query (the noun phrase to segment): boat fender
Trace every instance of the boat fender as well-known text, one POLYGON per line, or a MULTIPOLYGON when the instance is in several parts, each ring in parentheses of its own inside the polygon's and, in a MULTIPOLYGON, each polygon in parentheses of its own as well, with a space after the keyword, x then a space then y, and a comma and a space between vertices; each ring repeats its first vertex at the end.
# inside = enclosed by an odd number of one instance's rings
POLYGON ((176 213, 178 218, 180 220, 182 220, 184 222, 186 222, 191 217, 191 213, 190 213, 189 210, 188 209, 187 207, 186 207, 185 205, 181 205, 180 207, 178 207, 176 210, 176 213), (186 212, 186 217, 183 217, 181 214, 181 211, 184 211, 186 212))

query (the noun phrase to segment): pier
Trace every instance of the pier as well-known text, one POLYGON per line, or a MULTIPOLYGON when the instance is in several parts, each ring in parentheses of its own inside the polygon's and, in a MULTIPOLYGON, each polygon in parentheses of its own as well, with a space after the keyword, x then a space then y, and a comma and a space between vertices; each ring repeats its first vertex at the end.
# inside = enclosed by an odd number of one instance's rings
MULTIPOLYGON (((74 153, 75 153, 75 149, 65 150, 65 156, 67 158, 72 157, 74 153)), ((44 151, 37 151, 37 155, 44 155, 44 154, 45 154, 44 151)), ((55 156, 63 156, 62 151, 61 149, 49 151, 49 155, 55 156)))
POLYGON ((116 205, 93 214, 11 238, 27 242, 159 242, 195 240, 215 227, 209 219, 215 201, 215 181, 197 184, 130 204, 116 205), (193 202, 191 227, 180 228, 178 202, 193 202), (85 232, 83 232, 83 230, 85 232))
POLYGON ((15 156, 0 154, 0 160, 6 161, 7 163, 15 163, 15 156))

___

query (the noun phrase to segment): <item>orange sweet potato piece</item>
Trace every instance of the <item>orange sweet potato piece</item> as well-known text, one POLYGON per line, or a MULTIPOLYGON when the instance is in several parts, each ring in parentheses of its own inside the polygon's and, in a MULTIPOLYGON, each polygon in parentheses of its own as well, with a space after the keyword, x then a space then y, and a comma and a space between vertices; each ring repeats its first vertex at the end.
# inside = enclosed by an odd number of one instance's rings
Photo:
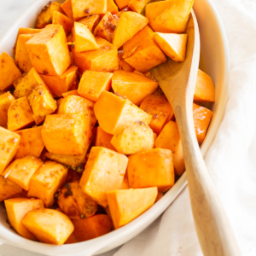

___

» **PROBLEM REQUIREMENTS**: Rewrite the rows starting at the line containing "query (the noun phrase to segment): boat" and ending at the line containing "POLYGON ((15 156, 0", putting "dock" wherever "pier" appears and changing nothing else. Give back only those rows.

» **FINISHED EXERCISE**:
query (the noun phrase to segment): boat fender
Trace every instance of the boat fender as well-known text, one POLYGON per line, or a MULTIPOLYGON when the instance is in several parts, each ring in parentheses of its own inside the polygon's and, in a MULTIPOLYGON, each polygon in parentheses of its own as well, with a space after the keyword, x then a space then y, and a comma and a space between vertices; each ring repeats its first vertex at the end.
# inside = enclosed by an odd number of one instance's rings
POLYGON ((176 213, 178 218, 180 220, 182 220, 184 222, 186 222, 191 217, 191 213, 190 213, 189 210, 188 209, 187 207, 186 207, 185 205, 181 205, 180 207, 178 207, 176 210, 176 213), (186 212, 186 217, 183 217, 181 214, 181 211, 184 211, 186 212))

query (the noun phrase to segment): dock
Trace every instance of the dock as well-known text, one POLYGON per line, or a MULTIPOLYGON when the instance is in several parts, each ring in parentheses of its own inside the polygon's and, in a MULTIPOLYGON, each polygon in parentheses of its own as well, with a space after the keyword, x then a space then y, and a comma and a space between vertices; each ring repeats its first vertex at the end.
# inside = enclosed by an odd number of one instance's rings
MULTIPOLYGON (((74 153, 75 153, 75 149, 65 150, 65 156, 67 158, 72 157, 74 153)), ((44 151, 37 151, 37 155, 44 155, 44 154, 45 154, 44 151)), ((55 156, 63 156, 62 151, 61 149, 49 151, 49 155, 55 156)))
POLYGON ((116 205, 93 214, 11 238, 27 242, 159 242, 195 240, 215 227, 209 219, 215 201, 215 181, 197 184, 130 204, 116 205), (193 202, 191 227, 180 228, 178 202, 193 202), (85 232, 83 232, 83 230, 85 232))
POLYGON ((15 156, 0 154, 0 160, 6 161, 7 163, 15 163, 15 156))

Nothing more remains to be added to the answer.